## INSTRUCTIONS TO FOLLOW
Nothing but the lines from the one containing "Target: lock keyhole" to the end of the records below should be output, each exactly as written.

## EXERCISE INPUT
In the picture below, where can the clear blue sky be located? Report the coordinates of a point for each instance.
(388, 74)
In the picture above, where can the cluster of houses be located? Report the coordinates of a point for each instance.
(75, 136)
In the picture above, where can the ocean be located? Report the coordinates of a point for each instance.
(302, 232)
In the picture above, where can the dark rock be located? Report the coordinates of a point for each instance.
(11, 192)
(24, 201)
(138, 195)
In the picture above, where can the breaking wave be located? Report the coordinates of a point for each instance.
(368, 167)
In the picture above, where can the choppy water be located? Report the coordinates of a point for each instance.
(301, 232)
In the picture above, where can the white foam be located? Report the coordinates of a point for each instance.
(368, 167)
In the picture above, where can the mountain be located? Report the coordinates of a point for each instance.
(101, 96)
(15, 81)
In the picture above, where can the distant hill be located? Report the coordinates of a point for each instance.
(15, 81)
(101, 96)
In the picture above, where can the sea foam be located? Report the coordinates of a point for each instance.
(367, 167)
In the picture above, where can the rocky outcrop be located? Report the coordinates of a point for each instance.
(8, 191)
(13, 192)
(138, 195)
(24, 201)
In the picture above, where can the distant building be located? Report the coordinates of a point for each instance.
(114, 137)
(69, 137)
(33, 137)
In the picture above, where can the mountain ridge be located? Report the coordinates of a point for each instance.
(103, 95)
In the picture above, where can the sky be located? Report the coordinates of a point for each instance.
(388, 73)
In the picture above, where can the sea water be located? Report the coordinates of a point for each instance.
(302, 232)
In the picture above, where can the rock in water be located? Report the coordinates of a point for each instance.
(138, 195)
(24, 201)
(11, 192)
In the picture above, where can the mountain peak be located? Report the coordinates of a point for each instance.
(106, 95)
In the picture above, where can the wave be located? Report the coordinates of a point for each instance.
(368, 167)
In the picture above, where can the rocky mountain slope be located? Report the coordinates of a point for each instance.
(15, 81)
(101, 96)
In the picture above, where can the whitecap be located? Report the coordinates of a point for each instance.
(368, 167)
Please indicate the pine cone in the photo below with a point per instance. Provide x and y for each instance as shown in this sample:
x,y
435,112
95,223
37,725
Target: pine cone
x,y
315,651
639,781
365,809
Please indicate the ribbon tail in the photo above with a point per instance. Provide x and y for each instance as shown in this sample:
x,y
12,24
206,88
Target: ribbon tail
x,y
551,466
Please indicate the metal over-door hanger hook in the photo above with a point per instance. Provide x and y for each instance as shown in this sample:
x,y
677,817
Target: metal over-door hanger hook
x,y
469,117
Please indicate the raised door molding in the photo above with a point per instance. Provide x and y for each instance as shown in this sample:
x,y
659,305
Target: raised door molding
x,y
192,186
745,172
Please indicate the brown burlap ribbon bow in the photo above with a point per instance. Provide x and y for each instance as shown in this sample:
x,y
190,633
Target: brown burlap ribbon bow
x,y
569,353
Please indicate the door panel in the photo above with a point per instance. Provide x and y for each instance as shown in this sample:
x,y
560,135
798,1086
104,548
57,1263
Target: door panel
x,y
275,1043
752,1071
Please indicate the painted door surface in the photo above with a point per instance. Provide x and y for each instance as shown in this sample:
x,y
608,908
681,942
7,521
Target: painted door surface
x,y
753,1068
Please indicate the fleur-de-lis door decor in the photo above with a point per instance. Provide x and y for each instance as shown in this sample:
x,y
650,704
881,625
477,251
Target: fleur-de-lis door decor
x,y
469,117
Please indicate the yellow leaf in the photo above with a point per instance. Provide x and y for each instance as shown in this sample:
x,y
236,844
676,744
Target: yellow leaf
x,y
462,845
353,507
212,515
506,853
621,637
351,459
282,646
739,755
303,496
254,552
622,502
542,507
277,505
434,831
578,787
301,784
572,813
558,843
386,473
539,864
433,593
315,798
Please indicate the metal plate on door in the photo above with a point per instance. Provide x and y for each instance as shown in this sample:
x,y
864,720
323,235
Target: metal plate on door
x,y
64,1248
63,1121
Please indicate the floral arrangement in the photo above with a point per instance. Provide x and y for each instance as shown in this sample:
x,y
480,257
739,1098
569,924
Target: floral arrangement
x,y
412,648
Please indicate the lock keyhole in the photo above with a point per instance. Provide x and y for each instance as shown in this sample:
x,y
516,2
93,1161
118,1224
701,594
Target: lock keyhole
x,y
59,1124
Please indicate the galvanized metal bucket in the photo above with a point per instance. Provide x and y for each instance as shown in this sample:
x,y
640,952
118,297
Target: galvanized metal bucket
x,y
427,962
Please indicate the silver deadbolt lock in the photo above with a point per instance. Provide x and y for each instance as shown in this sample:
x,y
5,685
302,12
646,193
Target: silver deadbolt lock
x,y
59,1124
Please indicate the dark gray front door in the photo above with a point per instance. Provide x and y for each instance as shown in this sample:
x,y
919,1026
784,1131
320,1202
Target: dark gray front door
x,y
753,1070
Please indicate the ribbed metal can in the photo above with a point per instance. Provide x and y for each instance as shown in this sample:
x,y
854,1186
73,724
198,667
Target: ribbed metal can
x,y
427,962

## SOLVED EXERCISE
Target: lock keyhole
x,y
59,1124
Please indicate the galvanized metal bucket in the photo above with a point per instance. Provide x and y for each instance as shown in this sample:
x,y
640,952
118,297
Target: galvanized metal bucket
x,y
427,962
Please indicate the silver deadbolt lock in the photo above with a point per instance. Provide x and y for each instance as shown in this sample:
x,y
5,685
302,12
646,193
Target: silver deadbolt lock
x,y
59,1124
Please indicate the dark gray front door in the photo above with a point per instance. Provide x and y for each instance as shown in this sample:
x,y
919,1026
784,1131
320,1202
Target: dark gray front door
x,y
753,1070
Please indicate the ribbed metal can in the photo above with a point per instance. Provide x and y for each instance as shown in this sample:
x,y
854,1186
73,724
198,667
Target: ribbed metal can
x,y
427,962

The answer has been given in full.